ИСХОДНЫЙ ТЕКСТ.

* * * * * * *

А ведь суть Болонской системы состоит в интеграции, и самое главное в этой интеграции – обмен преподавателями и студентами и создание общеевропейского и мирового рынка труда.

– А для этого надо соответствовать…

– Да, для этого надо соотносить уровни обучения, модели обучения, программы и т.д. То есть, допустим, когда я был на стажировке в Соединенных Штатах, там вполне обычным явлением было, когда студент едет, скажем, в Париж, в Сорбонну, из Сорбонны в Вашингтон, проводит там семестр, ему все дисциплины засчитываются, и он совершенно спокойно продолжает обучение. Другой поехал в Оксфорд, третий поехал, скажем, в Прагу, в Карлов университет, и идет такой постоянный обмен студенческий, плюс к этому обмен преподавательский, это ведь тоже очень важно – быть именно в мировой науке, а мы этого, к сожалению, очень долго были лишены, и в значительной степени лишены сейчас.

– Но ты один из первых, кто, когда подняли этот занавес, попал всё­таки в Соединенные Штаты Америки. Газета «Смоленские новости», ноябрь 1994 года, серия статей Михаила Михайловича Казакова, которая называется «Мое открытие Америки».  Ты пишешь, что сначала долго удивлялся, зачем им это надо, ведь они полностью вас содержали, оплачивали дорогу, жилье, и ты думал, нет ли здесь какого­то коварства?  И вот какой делаешь вывод в этих статьях: «Основное их стремление – показать реальные преимущества американского образа жизни, убедиться, какого уровня может достигнуть цивилизация в условиях подлинной свободы и демократии». Слушай, по сегодняшним временам тебя наши так называемые патриоты мало того, что в преклонении перед Западом обвинят, так еще и в экстремисты запишут.

– С одной стороны, я и сейчас согласен с этим своим тезисом о том, что целью этих программ было приобщить нас, кто попадал в эти программы, к американскому образу жизни и к тем ценностям, которые имеет американская цивилизация, которая, конечно же, несмотря на то, что она молодая, является великой. Что бы мы об Америке ни говорили, всё равно это великая страна, самая могущественная страна в мире.

* * * * * * *

ЗАДАНИЕ 1. В какой газете и когда вышла серия статей «Мое открытие Америки», если верить исходному тексту?
ЗАДАНИЕ 2. Назовите все университеты, которые упоминаются в исходном тексте.

Разметка местоположений
* * * * * * *

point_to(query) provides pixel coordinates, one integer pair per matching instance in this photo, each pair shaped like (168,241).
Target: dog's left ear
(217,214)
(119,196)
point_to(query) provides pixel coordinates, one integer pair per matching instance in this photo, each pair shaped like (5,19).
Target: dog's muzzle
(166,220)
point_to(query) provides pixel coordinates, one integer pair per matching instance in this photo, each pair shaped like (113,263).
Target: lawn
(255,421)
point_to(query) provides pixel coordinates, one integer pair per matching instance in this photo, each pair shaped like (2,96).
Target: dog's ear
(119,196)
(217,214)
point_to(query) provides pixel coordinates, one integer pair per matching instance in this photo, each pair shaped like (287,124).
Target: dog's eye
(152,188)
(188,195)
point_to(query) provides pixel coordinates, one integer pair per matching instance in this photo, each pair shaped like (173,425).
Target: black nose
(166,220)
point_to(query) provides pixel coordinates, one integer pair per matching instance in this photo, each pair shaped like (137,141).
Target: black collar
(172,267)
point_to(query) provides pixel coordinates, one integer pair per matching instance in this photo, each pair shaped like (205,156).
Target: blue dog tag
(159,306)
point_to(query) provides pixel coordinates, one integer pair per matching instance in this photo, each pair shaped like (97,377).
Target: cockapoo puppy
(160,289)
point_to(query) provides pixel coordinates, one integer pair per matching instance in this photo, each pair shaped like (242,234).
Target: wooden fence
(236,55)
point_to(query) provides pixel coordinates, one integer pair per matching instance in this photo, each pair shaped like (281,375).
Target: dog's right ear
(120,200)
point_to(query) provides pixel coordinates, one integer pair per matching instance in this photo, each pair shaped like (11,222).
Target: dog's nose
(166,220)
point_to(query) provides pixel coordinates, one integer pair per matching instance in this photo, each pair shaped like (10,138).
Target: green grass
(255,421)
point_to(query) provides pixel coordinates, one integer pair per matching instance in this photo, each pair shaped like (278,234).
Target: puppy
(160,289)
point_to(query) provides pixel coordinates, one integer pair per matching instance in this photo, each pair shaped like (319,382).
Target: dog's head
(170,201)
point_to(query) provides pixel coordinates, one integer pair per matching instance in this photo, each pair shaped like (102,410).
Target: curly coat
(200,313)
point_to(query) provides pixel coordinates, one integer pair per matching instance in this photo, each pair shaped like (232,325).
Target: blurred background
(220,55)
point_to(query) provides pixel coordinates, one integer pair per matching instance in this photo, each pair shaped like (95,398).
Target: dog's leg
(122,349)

* * * * * * *

ОТВЕТ 1. В газете «Смоленские новости», в ноябре 1994 года.

ОТВЕТ 2. Сорбонна, Оксфорд, Карлов университет.